#### [Do wykonania]
Przedstaw w postaci tabeli Markdown wiersze od tego, który zawiera „small green leaf”, do samego końca wpisów (oba krańce włącznie), z kolumnami „Numer” na kolejny numer wiersza i „Treść” na sam wiersz. Pomiń puste wiersze i nie umieszczaj w odpowiedzi obrazów.
▽
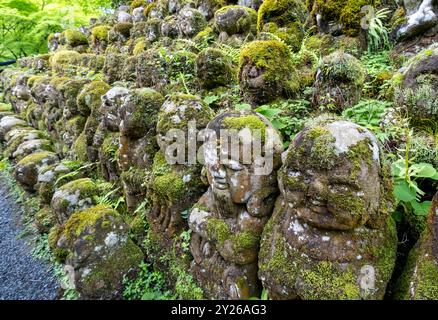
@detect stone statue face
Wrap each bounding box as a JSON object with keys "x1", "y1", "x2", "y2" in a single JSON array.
[
  {"x1": 279, "y1": 121, "x2": 382, "y2": 230},
  {"x1": 100, "y1": 87, "x2": 129, "y2": 132},
  {"x1": 204, "y1": 112, "x2": 282, "y2": 214}
]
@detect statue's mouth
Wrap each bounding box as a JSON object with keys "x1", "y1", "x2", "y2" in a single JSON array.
[{"x1": 213, "y1": 178, "x2": 228, "y2": 190}]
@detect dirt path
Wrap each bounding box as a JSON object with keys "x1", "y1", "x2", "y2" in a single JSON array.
[{"x1": 0, "y1": 175, "x2": 59, "y2": 300}]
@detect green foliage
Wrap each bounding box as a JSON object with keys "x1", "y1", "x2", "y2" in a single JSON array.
[
  {"x1": 255, "y1": 100, "x2": 310, "y2": 147},
  {"x1": 391, "y1": 132, "x2": 438, "y2": 216},
  {"x1": 123, "y1": 262, "x2": 174, "y2": 300},
  {"x1": 93, "y1": 181, "x2": 125, "y2": 211},
  {"x1": 367, "y1": 8, "x2": 391, "y2": 52},
  {"x1": 0, "y1": 0, "x2": 111, "y2": 60},
  {"x1": 342, "y1": 100, "x2": 392, "y2": 142}
]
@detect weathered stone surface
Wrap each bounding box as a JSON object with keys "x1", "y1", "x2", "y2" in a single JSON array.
[
  {"x1": 396, "y1": 0, "x2": 438, "y2": 41},
  {"x1": 196, "y1": 48, "x2": 234, "y2": 89},
  {"x1": 14, "y1": 151, "x2": 58, "y2": 191},
  {"x1": 100, "y1": 87, "x2": 129, "y2": 132},
  {"x1": 148, "y1": 94, "x2": 213, "y2": 251},
  {"x1": 312, "y1": 51, "x2": 365, "y2": 111},
  {"x1": 50, "y1": 178, "x2": 99, "y2": 224},
  {"x1": 189, "y1": 111, "x2": 283, "y2": 299},
  {"x1": 239, "y1": 40, "x2": 299, "y2": 105},
  {"x1": 51, "y1": 205, "x2": 143, "y2": 299},
  {"x1": 259, "y1": 119, "x2": 397, "y2": 300},
  {"x1": 395, "y1": 193, "x2": 438, "y2": 300},
  {"x1": 214, "y1": 6, "x2": 257, "y2": 36},
  {"x1": 394, "y1": 44, "x2": 438, "y2": 124}
]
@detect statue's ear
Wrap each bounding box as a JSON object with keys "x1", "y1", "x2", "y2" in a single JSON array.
[
  {"x1": 246, "y1": 187, "x2": 279, "y2": 217},
  {"x1": 200, "y1": 166, "x2": 209, "y2": 186}
]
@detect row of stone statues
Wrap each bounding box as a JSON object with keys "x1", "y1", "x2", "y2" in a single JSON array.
[{"x1": 146, "y1": 106, "x2": 397, "y2": 299}]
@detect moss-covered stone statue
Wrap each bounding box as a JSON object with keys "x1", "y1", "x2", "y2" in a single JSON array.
[
  {"x1": 189, "y1": 111, "x2": 283, "y2": 299},
  {"x1": 195, "y1": 48, "x2": 235, "y2": 90},
  {"x1": 213, "y1": 6, "x2": 257, "y2": 42},
  {"x1": 259, "y1": 118, "x2": 397, "y2": 300},
  {"x1": 239, "y1": 40, "x2": 299, "y2": 105},
  {"x1": 148, "y1": 94, "x2": 214, "y2": 250},
  {"x1": 312, "y1": 51, "x2": 365, "y2": 111},
  {"x1": 395, "y1": 193, "x2": 438, "y2": 300},
  {"x1": 49, "y1": 205, "x2": 143, "y2": 299},
  {"x1": 117, "y1": 88, "x2": 164, "y2": 212},
  {"x1": 394, "y1": 44, "x2": 438, "y2": 126}
]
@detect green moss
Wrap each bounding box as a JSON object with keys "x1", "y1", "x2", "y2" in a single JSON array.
[
  {"x1": 132, "y1": 40, "x2": 146, "y2": 56},
  {"x1": 320, "y1": 51, "x2": 365, "y2": 86},
  {"x1": 76, "y1": 80, "x2": 111, "y2": 116},
  {"x1": 114, "y1": 22, "x2": 132, "y2": 37},
  {"x1": 63, "y1": 205, "x2": 118, "y2": 239},
  {"x1": 312, "y1": 0, "x2": 380, "y2": 37},
  {"x1": 207, "y1": 218, "x2": 260, "y2": 253},
  {"x1": 18, "y1": 151, "x2": 56, "y2": 166},
  {"x1": 0, "y1": 102, "x2": 12, "y2": 112},
  {"x1": 64, "y1": 29, "x2": 88, "y2": 47},
  {"x1": 73, "y1": 133, "x2": 88, "y2": 162},
  {"x1": 239, "y1": 40, "x2": 299, "y2": 92},
  {"x1": 257, "y1": 0, "x2": 306, "y2": 30},
  {"x1": 130, "y1": 0, "x2": 146, "y2": 11},
  {"x1": 50, "y1": 50, "x2": 80, "y2": 74},
  {"x1": 306, "y1": 126, "x2": 338, "y2": 169},
  {"x1": 214, "y1": 5, "x2": 257, "y2": 34},
  {"x1": 59, "y1": 178, "x2": 99, "y2": 198},
  {"x1": 301, "y1": 261, "x2": 360, "y2": 300},
  {"x1": 157, "y1": 93, "x2": 214, "y2": 134},
  {"x1": 48, "y1": 225, "x2": 69, "y2": 262},
  {"x1": 91, "y1": 25, "x2": 111, "y2": 41},
  {"x1": 153, "y1": 172, "x2": 185, "y2": 201},
  {"x1": 222, "y1": 115, "x2": 266, "y2": 140}
]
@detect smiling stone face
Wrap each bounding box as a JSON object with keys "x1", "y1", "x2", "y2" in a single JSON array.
[
  {"x1": 279, "y1": 121, "x2": 381, "y2": 230},
  {"x1": 259, "y1": 118, "x2": 397, "y2": 300},
  {"x1": 204, "y1": 112, "x2": 282, "y2": 214}
]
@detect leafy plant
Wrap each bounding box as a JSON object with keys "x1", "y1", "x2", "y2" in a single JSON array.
[
  {"x1": 391, "y1": 132, "x2": 438, "y2": 216},
  {"x1": 255, "y1": 100, "x2": 310, "y2": 147},
  {"x1": 123, "y1": 262, "x2": 174, "y2": 300},
  {"x1": 342, "y1": 100, "x2": 392, "y2": 142},
  {"x1": 367, "y1": 8, "x2": 391, "y2": 52}
]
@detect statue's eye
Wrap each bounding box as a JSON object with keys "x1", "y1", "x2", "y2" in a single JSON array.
[{"x1": 225, "y1": 160, "x2": 244, "y2": 171}]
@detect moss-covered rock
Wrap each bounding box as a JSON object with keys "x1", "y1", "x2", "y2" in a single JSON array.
[
  {"x1": 53, "y1": 205, "x2": 143, "y2": 299},
  {"x1": 11, "y1": 139, "x2": 53, "y2": 161},
  {"x1": 64, "y1": 29, "x2": 88, "y2": 48},
  {"x1": 0, "y1": 115, "x2": 27, "y2": 140},
  {"x1": 257, "y1": 0, "x2": 307, "y2": 30},
  {"x1": 196, "y1": 48, "x2": 235, "y2": 89},
  {"x1": 259, "y1": 118, "x2": 397, "y2": 300},
  {"x1": 309, "y1": 0, "x2": 380, "y2": 37},
  {"x1": 395, "y1": 193, "x2": 438, "y2": 300},
  {"x1": 50, "y1": 50, "x2": 80, "y2": 76},
  {"x1": 14, "y1": 151, "x2": 58, "y2": 191},
  {"x1": 312, "y1": 51, "x2": 365, "y2": 111},
  {"x1": 239, "y1": 40, "x2": 299, "y2": 104},
  {"x1": 213, "y1": 6, "x2": 257, "y2": 36},
  {"x1": 35, "y1": 163, "x2": 72, "y2": 205},
  {"x1": 91, "y1": 25, "x2": 111, "y2": 53},
  {"x1": 394, "y1": 45, "x2": 438, "y2": 126},
  {"x1": 35, "y1": 207, "x2": 55, "y2": 234},
  {"x1": 76, "y1": 80, "x2": 111, "y2": 116},
  {"x1": 178, "y1": 8, "x2": 207, "y2": 38},
  {"x1": 118, "y1": 88, "x2": 164, "y2": 138},
  {"x1": 50, "y1": 178, "x2": 99, "y2": 224}
]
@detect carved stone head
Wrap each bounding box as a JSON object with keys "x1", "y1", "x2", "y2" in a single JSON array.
[
  {"x1": 279, "y1": 120, "x2": 394, "y2": 230},
  {"x1": 204, "y1": 111, "x2": 283, "y2": 216}
]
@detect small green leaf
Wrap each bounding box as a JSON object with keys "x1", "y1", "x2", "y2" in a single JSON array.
[
  {"x1": 410, "y1": 163, "x2": 437, "y2": 178},
  {"x1": 410, "y1": 201, "x2": 432, "y2": 216},
  {"x1": 394, "y1": 181, "x2": 416, "y2": 202}
]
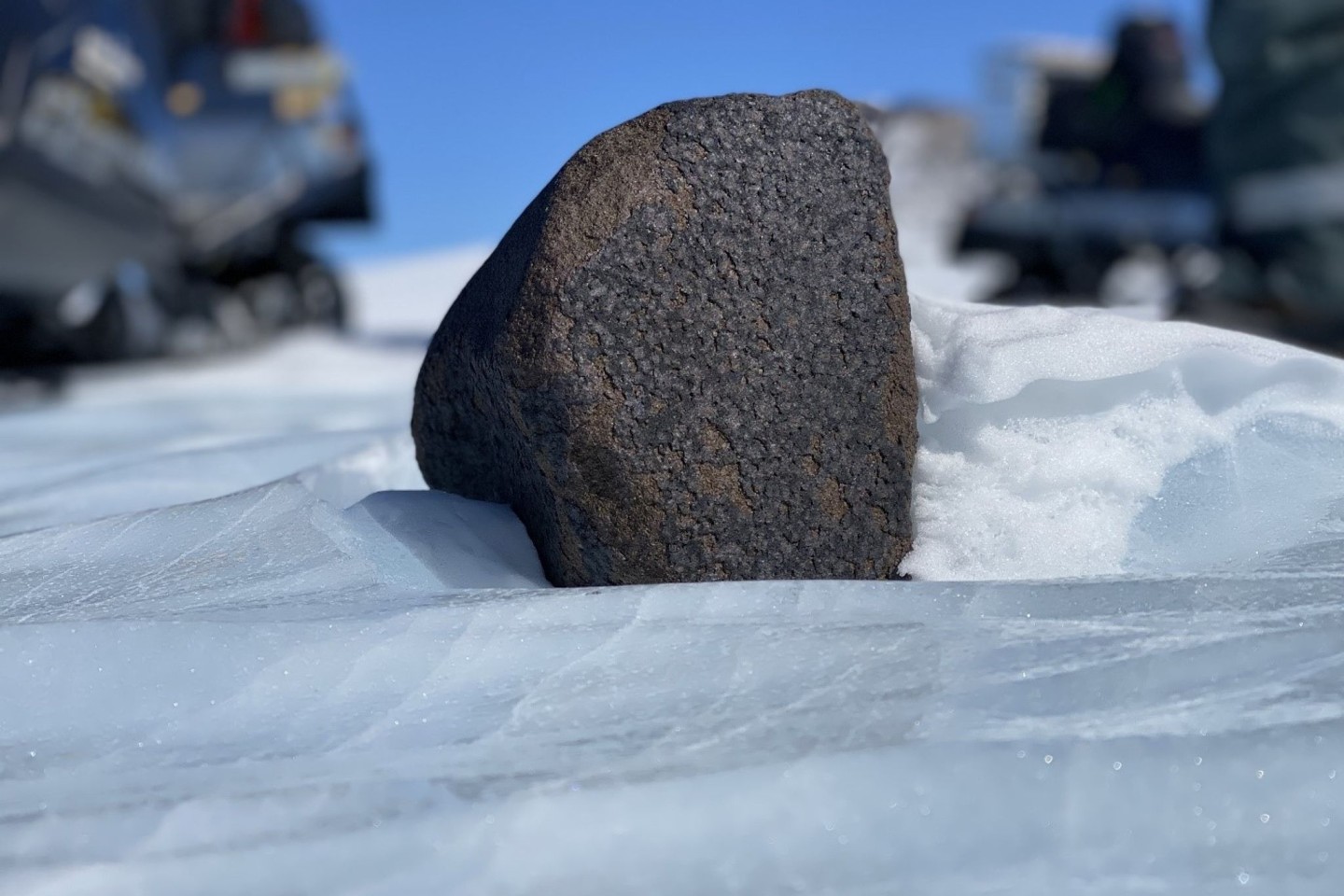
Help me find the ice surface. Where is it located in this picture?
[906,301,1344,579]
[0,242,1344,896]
△
#### [Odpowiedź do zadania]
| Numer | Treść |
|---|---|
| 1 | @detect small green leaf |
| 2 | Wrap each bounding box as a JSON object with keys "x1", "y1", "x2", "y2" in a single JSON array. |
| 3 | [ |
| 4 |   {"x1": 410, "y1": 163, "x2": 437, "y2": 178}, |
| 5 |   {"x1": 410, "y1": 201, "x2": 432, "y2": 216}, |
| 6 |   {"x1": 394, "y1": 181, "x2": 416, "y2": 202} |
| 7 | ] |
| 8 | Help me find the ice surface. Where is it located in this picture? |
| 9 | [906,301,1344,579] |
| 10 | [0,242,1344,896] |